__Activity__
Look for the word "surface" in the entries and copy each line where it appears.

══════

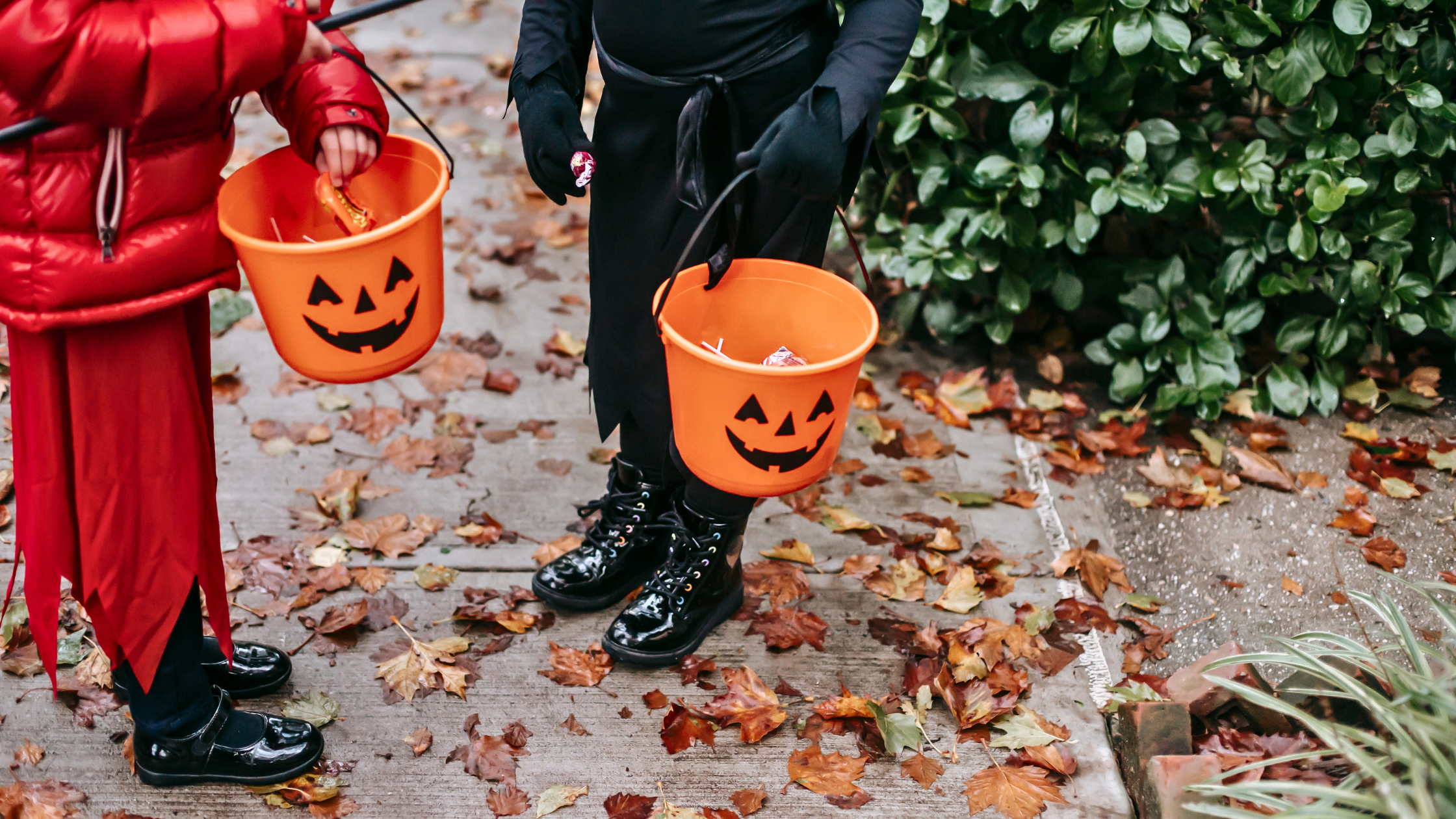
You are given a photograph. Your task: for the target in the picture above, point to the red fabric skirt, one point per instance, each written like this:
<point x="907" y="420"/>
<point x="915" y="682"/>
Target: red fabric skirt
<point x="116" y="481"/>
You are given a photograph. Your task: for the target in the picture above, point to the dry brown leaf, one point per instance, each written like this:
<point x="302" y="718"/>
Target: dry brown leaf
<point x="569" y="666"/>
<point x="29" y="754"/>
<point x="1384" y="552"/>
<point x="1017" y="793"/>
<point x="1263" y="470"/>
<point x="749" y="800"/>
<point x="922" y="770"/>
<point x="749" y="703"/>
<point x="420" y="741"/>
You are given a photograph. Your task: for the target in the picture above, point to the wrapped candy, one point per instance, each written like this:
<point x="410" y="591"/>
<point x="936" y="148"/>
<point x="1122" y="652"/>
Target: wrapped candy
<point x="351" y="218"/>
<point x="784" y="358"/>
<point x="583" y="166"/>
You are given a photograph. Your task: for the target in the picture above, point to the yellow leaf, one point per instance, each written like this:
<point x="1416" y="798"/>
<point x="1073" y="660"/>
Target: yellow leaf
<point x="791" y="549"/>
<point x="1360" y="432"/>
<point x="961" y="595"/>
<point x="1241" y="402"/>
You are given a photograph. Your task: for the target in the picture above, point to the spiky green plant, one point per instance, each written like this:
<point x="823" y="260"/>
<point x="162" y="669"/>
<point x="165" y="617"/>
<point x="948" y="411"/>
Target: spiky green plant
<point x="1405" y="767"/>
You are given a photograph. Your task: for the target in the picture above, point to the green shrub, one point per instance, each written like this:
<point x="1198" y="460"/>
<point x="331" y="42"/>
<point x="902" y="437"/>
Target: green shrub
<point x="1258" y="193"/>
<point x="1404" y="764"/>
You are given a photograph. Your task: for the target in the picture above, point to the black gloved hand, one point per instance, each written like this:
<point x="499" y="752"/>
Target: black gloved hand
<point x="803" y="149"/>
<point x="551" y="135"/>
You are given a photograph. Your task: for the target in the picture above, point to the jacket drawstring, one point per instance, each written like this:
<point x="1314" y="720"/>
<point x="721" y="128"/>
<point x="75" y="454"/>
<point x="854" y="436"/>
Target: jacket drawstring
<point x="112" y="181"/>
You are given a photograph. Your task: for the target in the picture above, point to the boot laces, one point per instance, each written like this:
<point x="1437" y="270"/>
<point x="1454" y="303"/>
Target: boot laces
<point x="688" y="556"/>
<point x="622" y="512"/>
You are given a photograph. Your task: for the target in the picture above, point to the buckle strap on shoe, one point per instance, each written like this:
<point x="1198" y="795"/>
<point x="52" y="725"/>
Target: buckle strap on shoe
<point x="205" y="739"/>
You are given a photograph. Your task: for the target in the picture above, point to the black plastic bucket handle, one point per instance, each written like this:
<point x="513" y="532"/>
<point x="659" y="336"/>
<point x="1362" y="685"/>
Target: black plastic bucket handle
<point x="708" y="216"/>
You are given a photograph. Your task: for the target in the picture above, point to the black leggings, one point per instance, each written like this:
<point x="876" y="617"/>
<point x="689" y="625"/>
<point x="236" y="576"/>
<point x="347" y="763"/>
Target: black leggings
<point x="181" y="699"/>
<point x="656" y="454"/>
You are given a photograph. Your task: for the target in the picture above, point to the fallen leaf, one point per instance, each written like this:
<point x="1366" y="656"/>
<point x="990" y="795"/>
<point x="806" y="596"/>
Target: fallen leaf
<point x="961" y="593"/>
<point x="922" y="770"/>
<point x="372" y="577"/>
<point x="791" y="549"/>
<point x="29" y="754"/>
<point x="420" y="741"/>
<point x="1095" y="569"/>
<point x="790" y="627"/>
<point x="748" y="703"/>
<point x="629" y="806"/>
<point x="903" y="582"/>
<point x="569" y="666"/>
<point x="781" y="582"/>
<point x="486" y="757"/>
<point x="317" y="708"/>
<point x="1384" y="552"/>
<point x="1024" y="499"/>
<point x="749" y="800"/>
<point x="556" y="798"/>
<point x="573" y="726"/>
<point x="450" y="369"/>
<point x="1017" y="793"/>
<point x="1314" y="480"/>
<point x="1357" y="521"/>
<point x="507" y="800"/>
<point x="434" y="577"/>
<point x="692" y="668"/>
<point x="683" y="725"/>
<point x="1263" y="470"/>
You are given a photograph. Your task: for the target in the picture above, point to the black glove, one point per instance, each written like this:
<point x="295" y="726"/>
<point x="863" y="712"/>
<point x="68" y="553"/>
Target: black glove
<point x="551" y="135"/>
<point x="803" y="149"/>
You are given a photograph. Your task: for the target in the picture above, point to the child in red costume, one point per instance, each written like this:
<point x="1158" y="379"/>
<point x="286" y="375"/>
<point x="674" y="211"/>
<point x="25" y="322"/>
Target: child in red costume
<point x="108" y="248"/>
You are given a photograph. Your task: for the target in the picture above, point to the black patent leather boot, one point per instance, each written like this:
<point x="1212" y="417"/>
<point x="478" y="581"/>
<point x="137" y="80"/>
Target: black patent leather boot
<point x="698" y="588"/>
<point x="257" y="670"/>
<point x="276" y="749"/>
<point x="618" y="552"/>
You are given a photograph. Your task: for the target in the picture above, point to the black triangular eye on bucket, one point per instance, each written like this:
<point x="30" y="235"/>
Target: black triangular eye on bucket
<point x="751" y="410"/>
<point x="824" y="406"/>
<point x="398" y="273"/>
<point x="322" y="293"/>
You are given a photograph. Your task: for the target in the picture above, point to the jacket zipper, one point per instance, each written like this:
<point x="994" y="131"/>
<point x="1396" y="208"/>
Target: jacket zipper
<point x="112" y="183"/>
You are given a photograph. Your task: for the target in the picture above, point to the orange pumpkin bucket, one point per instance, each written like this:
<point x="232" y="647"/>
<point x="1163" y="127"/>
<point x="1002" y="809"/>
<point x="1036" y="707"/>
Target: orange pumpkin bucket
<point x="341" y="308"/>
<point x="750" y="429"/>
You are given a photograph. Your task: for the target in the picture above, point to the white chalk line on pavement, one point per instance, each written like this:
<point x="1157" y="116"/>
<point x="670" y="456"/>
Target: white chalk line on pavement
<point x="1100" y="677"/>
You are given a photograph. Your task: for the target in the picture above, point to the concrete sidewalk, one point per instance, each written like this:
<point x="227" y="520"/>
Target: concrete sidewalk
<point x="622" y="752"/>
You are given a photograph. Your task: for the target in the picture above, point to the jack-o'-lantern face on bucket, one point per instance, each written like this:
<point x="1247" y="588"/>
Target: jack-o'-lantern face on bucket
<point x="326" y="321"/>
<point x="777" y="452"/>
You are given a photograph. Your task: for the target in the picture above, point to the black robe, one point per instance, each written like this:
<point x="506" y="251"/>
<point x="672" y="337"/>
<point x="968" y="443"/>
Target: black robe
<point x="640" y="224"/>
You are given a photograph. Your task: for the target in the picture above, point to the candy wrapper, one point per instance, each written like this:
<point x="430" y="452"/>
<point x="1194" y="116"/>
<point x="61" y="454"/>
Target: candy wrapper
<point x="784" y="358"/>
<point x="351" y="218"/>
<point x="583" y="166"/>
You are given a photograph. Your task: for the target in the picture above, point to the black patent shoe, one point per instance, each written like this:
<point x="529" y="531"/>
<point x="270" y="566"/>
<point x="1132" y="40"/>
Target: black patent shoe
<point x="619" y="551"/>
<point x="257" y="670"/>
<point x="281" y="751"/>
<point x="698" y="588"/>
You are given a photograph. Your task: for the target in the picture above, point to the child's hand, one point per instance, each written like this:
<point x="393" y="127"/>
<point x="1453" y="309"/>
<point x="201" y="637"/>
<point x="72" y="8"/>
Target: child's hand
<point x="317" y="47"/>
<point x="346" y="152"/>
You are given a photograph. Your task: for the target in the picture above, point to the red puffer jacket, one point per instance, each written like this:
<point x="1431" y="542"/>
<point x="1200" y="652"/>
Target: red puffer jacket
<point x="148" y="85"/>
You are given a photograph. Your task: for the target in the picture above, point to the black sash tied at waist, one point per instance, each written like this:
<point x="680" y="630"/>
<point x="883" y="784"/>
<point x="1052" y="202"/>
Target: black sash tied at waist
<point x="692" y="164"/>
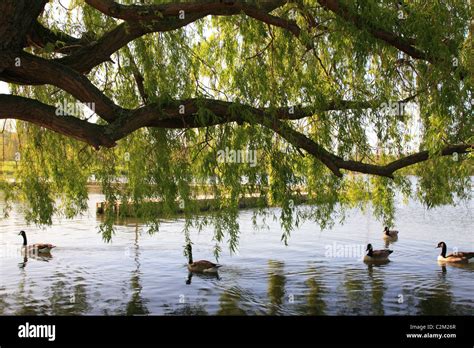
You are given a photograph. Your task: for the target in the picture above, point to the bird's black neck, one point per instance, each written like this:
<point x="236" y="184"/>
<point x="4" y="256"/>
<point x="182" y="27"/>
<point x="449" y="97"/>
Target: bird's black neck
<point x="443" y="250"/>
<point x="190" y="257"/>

══════

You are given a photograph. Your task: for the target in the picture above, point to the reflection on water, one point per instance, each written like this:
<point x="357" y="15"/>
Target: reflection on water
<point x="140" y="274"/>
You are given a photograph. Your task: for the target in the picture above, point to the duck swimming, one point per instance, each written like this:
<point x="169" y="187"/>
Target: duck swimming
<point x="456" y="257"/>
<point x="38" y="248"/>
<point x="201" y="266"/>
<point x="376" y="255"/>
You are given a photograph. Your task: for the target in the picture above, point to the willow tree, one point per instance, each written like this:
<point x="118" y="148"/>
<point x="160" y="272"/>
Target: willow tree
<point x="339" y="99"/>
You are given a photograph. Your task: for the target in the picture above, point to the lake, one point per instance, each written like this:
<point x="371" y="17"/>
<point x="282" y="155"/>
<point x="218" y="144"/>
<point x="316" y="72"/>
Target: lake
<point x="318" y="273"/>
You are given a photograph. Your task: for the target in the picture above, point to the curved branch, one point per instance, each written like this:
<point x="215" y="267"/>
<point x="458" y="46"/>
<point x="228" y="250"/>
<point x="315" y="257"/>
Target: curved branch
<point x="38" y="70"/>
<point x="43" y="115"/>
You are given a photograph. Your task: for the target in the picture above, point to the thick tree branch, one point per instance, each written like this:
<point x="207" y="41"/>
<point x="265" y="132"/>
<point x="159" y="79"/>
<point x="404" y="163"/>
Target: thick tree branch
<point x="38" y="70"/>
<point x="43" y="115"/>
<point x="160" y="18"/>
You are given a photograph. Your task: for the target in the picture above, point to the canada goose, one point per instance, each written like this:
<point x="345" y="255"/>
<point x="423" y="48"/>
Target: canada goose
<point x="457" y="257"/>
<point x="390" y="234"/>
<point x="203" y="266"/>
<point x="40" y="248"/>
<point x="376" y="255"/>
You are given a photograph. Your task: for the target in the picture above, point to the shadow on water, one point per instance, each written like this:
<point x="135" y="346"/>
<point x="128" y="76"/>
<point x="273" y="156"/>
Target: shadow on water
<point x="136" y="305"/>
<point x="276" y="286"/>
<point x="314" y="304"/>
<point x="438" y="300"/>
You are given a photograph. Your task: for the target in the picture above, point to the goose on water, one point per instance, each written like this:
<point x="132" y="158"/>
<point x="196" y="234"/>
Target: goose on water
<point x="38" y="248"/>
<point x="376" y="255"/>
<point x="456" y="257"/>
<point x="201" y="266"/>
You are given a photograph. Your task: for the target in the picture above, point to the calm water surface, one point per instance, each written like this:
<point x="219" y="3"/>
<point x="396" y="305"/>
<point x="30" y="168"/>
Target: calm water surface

══════

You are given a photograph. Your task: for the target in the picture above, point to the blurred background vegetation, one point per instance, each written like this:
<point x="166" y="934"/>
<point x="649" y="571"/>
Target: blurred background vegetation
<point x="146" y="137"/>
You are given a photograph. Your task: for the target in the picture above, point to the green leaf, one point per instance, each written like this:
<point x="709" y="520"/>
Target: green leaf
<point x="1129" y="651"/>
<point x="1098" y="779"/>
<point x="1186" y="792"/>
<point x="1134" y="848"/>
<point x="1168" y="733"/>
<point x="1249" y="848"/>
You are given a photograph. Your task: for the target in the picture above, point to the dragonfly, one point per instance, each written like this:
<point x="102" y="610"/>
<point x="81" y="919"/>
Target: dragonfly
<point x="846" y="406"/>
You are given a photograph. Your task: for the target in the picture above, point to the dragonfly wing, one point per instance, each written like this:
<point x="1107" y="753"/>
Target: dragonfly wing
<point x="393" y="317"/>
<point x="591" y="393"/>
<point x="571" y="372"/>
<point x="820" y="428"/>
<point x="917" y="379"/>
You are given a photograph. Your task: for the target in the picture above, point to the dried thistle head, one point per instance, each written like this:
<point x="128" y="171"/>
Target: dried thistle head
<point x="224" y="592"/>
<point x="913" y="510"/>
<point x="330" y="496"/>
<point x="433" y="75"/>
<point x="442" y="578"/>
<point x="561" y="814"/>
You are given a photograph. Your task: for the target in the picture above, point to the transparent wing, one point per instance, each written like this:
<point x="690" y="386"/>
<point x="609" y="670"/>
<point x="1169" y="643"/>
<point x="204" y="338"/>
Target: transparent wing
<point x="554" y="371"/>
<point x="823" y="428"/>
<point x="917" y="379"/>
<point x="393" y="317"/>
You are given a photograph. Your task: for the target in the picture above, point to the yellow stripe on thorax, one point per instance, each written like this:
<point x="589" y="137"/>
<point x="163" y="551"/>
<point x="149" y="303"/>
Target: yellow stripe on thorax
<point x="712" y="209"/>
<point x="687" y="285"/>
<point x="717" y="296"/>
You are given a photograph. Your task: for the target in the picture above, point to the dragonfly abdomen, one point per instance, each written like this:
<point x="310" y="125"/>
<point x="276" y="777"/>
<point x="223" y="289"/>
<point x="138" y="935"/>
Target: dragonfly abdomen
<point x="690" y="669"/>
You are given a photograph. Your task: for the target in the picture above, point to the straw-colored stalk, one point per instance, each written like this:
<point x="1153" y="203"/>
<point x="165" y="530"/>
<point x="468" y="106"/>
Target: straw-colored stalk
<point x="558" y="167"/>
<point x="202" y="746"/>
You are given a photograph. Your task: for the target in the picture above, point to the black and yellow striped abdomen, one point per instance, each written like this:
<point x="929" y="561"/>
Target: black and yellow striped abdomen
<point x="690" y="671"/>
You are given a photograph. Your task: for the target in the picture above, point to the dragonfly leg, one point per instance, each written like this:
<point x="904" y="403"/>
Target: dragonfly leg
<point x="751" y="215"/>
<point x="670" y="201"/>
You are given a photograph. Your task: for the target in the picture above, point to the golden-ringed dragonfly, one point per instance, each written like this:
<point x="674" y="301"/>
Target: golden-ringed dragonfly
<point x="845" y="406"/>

══════

__Result__
You are given a photograph. Your task: for the target in the picture above, point to the calm water surface, one point per instance, each written like this:
Target: calm water surface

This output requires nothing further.